ENTRIES SHOWN Block Start
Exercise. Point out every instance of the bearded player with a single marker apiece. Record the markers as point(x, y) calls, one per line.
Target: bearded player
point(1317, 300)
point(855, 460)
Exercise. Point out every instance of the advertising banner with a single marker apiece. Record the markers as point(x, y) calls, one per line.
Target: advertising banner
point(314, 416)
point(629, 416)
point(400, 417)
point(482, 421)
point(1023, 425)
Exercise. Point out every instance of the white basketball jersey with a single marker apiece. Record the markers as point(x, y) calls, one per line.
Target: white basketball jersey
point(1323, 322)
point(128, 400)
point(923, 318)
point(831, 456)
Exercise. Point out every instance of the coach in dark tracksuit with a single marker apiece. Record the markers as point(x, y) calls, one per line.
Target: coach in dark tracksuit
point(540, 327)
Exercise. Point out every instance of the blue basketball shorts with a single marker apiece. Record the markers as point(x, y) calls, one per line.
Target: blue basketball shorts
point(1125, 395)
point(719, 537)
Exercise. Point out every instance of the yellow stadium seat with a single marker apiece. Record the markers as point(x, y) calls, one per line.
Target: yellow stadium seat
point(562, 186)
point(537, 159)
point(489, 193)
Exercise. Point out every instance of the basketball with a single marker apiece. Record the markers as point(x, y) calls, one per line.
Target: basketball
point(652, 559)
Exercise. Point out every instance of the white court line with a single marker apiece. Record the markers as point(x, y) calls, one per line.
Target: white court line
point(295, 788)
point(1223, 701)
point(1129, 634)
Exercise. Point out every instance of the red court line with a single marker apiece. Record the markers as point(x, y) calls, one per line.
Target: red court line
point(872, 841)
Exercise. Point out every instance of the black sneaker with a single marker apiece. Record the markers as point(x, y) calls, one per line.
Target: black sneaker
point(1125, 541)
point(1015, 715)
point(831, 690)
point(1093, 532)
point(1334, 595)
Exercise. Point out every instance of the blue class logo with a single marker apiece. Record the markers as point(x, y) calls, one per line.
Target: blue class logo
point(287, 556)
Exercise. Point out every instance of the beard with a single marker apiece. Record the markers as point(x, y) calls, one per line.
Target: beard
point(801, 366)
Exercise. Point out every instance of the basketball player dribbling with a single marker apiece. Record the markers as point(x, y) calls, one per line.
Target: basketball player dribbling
ENTRIES SHOWN Block End
ENTRIES SHOWN Block Start
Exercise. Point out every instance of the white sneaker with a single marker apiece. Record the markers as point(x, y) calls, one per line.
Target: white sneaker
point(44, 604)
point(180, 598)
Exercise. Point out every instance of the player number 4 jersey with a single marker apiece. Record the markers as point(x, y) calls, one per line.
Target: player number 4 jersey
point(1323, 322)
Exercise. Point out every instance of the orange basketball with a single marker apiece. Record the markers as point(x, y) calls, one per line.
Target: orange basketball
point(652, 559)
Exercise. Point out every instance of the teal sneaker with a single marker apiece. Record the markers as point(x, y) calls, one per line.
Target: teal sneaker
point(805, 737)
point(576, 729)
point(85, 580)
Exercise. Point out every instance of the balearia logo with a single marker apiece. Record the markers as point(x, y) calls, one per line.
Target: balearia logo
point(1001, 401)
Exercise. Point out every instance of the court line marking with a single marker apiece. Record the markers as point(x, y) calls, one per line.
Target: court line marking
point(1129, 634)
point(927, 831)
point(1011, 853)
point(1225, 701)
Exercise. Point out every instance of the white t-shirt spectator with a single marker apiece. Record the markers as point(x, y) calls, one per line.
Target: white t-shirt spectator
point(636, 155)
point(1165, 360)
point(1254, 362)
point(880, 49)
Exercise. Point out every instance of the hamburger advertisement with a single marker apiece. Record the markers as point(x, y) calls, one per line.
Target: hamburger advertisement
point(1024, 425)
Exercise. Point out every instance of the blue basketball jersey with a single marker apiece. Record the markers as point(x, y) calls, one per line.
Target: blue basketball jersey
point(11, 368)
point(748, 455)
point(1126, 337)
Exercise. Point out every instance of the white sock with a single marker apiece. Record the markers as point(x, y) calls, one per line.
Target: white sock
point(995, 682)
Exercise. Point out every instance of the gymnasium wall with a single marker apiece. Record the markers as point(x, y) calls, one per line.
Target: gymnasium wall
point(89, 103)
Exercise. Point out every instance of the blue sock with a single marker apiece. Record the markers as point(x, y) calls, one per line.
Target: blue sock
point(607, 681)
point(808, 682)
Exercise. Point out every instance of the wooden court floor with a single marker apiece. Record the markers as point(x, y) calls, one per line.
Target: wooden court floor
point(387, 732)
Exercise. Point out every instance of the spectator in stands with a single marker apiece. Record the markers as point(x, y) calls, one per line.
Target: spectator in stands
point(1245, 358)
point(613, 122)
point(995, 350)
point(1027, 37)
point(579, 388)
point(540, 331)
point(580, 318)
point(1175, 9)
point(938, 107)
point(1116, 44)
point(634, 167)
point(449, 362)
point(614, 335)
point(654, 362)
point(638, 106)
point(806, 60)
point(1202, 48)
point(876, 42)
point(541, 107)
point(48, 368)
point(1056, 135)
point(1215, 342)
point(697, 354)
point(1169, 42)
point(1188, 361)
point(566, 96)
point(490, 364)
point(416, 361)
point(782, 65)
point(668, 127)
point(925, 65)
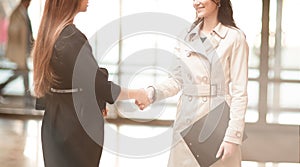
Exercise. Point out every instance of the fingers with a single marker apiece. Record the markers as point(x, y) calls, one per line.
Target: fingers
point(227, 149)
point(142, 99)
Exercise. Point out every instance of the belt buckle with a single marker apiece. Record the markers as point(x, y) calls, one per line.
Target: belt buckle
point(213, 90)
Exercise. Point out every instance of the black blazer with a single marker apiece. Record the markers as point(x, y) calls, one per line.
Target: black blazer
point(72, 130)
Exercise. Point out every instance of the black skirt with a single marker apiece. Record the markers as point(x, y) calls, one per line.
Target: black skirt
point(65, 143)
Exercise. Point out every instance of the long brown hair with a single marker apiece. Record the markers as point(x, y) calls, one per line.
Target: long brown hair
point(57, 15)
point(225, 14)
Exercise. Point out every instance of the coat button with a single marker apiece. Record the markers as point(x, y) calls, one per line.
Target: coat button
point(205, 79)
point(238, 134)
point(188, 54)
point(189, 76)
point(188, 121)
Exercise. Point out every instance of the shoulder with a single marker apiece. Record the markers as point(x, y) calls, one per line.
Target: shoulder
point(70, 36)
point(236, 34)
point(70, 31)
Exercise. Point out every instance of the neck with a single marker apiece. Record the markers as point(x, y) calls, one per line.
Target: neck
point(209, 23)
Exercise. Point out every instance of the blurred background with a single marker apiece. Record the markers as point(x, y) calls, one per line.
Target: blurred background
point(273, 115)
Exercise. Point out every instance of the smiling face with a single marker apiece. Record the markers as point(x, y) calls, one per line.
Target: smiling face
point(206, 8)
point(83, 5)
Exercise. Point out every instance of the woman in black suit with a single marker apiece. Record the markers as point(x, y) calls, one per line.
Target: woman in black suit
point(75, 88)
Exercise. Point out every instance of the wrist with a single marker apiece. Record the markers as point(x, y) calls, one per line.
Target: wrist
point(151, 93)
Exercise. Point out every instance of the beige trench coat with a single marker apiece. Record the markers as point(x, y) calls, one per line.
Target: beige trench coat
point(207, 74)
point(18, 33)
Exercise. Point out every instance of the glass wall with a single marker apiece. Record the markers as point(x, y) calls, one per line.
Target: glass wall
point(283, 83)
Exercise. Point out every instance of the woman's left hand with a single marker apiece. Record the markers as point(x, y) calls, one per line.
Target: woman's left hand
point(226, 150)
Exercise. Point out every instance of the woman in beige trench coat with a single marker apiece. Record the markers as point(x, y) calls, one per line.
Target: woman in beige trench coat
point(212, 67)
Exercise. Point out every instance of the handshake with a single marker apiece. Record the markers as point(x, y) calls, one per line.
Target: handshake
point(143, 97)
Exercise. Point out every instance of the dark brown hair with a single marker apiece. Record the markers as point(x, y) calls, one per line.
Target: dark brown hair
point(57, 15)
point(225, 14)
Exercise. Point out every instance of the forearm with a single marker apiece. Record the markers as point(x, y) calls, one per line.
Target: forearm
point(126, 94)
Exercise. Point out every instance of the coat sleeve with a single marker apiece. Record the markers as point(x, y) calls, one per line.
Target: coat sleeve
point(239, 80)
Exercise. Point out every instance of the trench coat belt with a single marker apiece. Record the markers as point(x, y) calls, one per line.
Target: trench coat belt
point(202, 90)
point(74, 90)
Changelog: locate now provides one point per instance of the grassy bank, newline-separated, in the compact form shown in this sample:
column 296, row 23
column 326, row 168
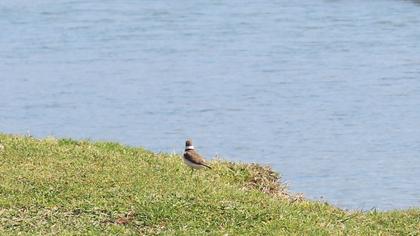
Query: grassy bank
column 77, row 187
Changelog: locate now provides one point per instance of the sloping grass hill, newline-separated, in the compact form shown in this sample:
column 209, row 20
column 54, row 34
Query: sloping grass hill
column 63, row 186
ENTRIES SHOWN Block End
ENTRIES SHOWN Block Start
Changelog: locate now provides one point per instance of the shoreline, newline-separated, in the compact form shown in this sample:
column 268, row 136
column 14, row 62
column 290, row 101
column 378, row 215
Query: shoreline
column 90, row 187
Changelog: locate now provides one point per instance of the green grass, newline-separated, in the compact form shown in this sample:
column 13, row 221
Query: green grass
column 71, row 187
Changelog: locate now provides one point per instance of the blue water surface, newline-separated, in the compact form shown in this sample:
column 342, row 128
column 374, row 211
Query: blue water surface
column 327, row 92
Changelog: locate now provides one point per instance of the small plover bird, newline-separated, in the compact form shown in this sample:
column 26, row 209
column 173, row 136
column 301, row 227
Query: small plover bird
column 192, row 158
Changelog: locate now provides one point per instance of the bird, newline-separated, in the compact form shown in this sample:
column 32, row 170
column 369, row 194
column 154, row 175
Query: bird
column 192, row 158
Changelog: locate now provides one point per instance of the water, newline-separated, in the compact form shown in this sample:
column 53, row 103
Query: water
ENTRIES SHOWN Block End
▸ **ASSIGNMENT**
Set down again, word for word, the stretch of records from the line with "column 32, row 170" to the line with "Query: water", both of those lines included.

▸ **ANSWER SPACE**
column 32, row 170
column 369, row 194
column 154, row 175
Query: bird
column 192, row 158
Changelog: locate now provides one point per instance of the water, newline-separated, in the compact form shown in this sample:
column 53, row 103
Query: water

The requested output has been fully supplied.